> _WORK TO DO_
Can you rewrite the records as a numbered list, from the first line up to and including the line with "x=379 y=330", leaving out any blank lines?

--- start of DATA LINES ---

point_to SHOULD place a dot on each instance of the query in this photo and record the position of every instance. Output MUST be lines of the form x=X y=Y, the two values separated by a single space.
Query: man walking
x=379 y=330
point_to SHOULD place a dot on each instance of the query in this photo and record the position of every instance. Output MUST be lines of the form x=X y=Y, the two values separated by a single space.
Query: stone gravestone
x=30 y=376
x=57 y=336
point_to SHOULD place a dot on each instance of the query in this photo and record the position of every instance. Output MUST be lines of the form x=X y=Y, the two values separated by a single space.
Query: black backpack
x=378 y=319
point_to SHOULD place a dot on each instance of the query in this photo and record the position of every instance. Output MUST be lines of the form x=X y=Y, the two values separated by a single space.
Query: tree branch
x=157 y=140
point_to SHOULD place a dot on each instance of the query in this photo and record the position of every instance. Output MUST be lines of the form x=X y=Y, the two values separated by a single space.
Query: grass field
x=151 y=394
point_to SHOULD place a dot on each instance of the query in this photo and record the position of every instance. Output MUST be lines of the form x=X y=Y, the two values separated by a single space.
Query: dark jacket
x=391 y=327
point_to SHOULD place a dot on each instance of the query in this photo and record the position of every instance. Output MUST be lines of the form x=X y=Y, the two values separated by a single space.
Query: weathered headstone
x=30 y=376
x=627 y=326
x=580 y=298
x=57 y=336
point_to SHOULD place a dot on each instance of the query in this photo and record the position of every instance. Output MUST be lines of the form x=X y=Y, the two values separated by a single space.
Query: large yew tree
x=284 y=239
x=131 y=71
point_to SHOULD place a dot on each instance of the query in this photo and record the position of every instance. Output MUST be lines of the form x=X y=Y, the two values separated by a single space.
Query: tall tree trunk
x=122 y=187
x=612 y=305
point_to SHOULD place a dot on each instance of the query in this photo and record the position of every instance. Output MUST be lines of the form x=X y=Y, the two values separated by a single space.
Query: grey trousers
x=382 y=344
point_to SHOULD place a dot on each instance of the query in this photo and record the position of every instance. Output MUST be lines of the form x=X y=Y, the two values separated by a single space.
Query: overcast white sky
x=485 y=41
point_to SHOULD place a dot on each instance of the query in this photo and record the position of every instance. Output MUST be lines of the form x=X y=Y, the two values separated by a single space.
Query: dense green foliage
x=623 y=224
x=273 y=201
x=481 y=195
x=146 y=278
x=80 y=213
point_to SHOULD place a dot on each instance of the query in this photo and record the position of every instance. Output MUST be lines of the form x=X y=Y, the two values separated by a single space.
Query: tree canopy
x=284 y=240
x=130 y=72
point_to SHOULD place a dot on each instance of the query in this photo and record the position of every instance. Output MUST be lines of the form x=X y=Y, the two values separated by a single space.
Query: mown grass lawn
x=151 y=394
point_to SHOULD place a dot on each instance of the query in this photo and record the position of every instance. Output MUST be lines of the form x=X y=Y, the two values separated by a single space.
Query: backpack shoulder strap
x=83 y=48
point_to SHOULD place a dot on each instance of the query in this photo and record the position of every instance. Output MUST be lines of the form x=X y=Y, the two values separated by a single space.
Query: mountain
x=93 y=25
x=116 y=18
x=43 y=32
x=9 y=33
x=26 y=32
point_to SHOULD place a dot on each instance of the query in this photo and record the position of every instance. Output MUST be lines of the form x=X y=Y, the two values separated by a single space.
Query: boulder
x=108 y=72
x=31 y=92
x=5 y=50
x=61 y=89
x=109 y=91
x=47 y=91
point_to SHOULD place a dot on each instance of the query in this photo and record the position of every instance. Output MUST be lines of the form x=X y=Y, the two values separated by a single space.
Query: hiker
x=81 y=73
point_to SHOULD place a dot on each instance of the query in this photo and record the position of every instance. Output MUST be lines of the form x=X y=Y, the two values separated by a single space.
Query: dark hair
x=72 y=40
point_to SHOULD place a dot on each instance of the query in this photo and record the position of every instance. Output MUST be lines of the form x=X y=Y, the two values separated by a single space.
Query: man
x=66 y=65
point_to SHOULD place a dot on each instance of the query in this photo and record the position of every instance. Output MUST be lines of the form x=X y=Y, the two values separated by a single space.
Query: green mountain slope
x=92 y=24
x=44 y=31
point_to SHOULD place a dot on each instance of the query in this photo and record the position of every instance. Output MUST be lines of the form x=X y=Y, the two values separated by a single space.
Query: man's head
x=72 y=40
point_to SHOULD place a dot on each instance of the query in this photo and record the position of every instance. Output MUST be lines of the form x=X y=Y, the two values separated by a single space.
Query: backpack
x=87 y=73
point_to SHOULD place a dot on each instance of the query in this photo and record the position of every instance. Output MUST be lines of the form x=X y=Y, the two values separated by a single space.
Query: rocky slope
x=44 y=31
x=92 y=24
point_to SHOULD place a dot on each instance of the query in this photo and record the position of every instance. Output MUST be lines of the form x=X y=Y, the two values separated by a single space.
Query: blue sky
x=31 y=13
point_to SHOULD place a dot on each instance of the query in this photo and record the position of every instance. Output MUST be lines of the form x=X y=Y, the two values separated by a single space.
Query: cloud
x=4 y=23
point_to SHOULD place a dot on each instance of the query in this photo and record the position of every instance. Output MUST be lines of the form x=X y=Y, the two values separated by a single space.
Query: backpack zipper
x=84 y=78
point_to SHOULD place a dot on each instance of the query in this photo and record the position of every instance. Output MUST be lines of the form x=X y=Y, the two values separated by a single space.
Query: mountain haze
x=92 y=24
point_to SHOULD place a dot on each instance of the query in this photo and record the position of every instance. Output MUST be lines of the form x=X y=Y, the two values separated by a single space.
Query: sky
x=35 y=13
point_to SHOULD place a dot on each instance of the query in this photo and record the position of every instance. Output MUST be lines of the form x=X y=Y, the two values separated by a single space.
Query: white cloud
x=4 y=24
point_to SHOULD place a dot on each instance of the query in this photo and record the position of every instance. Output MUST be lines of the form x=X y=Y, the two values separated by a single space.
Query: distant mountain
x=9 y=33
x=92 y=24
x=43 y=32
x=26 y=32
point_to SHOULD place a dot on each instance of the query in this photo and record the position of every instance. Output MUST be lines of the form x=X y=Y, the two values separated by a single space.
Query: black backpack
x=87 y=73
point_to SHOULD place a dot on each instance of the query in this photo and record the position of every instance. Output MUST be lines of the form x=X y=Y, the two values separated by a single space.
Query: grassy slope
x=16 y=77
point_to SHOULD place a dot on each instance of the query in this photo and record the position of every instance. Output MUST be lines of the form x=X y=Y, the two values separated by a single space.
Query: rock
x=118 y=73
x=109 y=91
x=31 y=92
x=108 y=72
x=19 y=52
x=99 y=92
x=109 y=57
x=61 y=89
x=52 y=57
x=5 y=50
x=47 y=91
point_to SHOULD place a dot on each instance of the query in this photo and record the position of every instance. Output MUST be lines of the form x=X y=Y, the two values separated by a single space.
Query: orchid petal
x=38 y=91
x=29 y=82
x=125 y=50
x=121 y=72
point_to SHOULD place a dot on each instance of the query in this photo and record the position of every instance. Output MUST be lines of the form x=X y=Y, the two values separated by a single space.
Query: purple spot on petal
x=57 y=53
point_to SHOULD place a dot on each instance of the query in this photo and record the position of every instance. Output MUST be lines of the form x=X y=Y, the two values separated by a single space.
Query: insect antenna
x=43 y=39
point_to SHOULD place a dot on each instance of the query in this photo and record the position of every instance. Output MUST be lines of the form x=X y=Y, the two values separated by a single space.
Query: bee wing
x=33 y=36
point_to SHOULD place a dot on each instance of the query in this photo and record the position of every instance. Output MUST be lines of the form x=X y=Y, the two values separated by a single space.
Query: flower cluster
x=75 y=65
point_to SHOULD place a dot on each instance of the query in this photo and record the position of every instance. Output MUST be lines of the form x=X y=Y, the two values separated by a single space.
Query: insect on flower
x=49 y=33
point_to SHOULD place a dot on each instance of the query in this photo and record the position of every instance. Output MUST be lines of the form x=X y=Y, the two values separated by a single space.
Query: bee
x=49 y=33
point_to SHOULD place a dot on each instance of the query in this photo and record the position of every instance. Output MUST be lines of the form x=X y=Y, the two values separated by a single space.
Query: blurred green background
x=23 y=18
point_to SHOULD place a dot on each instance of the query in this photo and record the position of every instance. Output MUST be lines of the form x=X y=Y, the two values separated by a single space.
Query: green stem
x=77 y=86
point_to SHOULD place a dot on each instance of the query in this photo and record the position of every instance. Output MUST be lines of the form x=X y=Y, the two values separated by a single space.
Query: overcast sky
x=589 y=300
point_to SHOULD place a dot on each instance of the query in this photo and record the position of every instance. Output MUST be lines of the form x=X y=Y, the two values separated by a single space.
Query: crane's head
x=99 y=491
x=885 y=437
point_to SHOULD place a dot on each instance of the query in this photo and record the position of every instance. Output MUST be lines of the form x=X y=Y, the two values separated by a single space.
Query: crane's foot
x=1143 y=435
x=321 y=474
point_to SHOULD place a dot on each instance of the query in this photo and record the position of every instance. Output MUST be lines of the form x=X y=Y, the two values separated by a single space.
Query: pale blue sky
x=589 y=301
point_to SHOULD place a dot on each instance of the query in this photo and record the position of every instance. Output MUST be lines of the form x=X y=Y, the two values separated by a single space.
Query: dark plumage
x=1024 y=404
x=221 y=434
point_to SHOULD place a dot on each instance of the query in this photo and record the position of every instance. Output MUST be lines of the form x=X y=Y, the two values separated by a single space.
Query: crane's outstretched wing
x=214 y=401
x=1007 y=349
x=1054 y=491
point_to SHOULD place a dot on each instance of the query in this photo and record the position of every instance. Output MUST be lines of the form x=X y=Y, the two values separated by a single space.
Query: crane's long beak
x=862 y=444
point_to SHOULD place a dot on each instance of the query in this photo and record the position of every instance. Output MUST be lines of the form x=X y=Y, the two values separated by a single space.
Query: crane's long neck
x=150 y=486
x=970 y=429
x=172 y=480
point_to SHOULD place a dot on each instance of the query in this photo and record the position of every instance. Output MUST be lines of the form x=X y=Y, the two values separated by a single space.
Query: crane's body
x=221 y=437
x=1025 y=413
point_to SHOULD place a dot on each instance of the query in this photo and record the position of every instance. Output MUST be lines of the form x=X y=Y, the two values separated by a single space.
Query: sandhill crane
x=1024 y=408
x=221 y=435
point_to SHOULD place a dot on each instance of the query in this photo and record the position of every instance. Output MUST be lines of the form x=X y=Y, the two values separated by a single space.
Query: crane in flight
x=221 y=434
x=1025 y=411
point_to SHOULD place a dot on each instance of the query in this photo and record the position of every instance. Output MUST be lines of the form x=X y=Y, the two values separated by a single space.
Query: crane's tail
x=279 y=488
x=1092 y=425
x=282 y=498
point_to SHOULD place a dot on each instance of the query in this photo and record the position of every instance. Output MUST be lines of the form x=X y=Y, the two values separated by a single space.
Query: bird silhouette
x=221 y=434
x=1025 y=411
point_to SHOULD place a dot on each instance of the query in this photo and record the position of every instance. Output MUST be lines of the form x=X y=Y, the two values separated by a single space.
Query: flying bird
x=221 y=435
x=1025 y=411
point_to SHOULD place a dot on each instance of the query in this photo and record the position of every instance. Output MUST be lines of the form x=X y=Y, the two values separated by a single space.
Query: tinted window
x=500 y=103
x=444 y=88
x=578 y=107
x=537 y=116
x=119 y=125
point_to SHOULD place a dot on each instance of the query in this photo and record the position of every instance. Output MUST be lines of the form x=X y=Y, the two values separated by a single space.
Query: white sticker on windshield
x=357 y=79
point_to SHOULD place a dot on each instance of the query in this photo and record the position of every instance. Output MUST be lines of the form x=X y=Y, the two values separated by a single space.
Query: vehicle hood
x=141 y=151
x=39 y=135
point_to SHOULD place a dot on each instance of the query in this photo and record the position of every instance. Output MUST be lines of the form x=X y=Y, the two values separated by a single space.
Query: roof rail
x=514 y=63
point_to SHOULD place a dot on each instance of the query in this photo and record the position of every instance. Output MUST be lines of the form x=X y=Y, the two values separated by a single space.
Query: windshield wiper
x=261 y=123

--- end of DATA LINES ---

> _RESULT OF THIS TASK_
1. point_to SHOULD place a dot on each instance of the query in this photo and record the position of every instance. Output MUST be lines of the form x=X y=Y, the two values separated by a single space.
2. Query: man walking
3. x=379 y=330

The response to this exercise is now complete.